*** ENTRIES PROVIDED ***

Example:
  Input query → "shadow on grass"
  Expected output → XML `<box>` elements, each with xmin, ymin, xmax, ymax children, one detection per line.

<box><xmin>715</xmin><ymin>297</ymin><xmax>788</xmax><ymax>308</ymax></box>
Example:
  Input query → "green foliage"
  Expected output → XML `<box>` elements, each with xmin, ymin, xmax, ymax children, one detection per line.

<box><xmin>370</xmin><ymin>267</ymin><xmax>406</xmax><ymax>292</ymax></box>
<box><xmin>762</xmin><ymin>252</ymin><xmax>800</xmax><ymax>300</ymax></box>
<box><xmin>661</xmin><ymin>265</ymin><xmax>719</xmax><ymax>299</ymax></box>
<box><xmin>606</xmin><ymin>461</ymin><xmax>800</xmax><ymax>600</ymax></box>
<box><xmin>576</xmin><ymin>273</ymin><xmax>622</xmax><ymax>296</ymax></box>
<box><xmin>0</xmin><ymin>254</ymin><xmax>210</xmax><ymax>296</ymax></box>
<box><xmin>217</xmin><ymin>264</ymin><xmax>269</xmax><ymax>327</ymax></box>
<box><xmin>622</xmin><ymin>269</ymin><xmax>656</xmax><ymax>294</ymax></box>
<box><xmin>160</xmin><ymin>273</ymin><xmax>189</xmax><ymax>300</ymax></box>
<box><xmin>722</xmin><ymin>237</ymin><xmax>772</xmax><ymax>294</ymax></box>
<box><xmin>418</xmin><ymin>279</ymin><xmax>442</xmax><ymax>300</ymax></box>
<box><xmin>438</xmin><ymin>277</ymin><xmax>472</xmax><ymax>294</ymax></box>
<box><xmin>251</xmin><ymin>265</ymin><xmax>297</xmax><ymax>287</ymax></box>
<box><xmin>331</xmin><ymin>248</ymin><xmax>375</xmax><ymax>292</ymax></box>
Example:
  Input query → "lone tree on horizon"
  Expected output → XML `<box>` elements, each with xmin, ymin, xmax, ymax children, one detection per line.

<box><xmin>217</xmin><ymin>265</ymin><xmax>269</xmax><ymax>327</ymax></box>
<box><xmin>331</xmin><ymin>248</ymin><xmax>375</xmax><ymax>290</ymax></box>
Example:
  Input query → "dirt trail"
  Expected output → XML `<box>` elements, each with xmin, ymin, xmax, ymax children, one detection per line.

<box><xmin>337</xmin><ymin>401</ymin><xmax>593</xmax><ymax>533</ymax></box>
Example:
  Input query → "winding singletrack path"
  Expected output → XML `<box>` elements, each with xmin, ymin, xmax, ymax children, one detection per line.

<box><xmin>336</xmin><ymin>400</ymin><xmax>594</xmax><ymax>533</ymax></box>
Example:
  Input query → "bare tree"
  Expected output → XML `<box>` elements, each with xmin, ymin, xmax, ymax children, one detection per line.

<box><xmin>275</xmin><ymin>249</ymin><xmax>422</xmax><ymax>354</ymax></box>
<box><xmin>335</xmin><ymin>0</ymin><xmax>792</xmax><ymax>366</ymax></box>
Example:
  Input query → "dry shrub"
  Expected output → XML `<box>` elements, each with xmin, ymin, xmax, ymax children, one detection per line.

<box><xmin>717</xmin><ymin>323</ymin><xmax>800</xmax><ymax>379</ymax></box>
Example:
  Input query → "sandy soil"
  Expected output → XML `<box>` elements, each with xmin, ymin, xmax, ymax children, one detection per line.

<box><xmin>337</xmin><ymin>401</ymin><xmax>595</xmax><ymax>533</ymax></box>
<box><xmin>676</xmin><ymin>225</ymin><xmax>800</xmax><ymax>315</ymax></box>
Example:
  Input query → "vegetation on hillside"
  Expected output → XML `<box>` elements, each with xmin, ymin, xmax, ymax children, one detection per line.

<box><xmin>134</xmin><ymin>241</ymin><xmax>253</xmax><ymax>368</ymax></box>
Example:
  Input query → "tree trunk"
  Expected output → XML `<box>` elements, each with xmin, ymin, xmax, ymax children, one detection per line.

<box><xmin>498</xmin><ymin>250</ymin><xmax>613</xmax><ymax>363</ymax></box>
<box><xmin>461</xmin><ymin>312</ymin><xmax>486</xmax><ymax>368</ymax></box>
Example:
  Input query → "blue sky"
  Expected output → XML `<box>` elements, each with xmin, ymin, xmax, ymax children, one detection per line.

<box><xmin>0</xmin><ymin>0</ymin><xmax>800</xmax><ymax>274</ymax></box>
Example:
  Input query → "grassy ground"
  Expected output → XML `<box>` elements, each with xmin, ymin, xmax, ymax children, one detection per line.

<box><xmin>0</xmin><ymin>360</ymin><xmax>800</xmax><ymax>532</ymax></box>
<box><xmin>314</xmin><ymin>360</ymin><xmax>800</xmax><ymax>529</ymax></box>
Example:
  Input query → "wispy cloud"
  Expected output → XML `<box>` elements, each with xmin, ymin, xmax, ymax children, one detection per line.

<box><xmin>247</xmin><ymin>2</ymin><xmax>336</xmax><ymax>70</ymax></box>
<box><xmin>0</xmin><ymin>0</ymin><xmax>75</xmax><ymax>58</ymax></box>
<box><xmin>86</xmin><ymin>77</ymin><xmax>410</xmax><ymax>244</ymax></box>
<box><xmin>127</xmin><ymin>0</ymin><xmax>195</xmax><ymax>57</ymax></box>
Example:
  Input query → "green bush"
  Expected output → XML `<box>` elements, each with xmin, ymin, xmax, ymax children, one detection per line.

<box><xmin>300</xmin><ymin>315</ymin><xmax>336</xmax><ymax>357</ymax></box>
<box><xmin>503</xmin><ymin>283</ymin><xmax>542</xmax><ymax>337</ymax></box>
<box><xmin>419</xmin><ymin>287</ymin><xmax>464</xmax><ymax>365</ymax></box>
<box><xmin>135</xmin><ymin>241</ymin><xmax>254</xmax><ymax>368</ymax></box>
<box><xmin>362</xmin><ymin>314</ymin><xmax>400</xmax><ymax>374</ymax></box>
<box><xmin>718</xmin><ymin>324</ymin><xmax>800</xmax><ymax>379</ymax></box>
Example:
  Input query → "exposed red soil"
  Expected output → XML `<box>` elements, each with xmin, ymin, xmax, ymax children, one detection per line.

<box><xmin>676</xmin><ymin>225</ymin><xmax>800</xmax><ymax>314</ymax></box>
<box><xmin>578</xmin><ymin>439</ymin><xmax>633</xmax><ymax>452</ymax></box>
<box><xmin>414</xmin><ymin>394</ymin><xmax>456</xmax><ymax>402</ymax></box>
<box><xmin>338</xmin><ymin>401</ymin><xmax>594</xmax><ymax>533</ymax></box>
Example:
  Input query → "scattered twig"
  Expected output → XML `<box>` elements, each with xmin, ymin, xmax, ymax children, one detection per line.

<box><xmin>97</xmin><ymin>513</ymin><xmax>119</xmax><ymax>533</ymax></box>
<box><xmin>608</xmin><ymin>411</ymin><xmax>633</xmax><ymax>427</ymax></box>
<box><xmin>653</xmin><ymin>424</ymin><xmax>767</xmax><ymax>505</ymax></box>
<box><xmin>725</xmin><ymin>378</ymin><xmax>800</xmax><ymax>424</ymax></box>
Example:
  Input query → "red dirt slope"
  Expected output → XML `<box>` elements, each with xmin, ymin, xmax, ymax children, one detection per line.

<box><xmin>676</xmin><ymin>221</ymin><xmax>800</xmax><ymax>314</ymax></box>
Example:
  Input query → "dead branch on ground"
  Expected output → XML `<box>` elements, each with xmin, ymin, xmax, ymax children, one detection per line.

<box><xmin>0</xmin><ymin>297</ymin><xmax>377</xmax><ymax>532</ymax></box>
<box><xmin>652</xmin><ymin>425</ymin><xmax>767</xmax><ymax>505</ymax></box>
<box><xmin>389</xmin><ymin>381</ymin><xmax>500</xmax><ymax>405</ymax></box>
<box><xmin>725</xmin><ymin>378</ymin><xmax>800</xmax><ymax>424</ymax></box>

***

## WORK TO DO
How many lines in the rows above contain the string "ground"? Matching is case-sensitive, and your reply should be only the number.

## WRITTEN ANSWER
2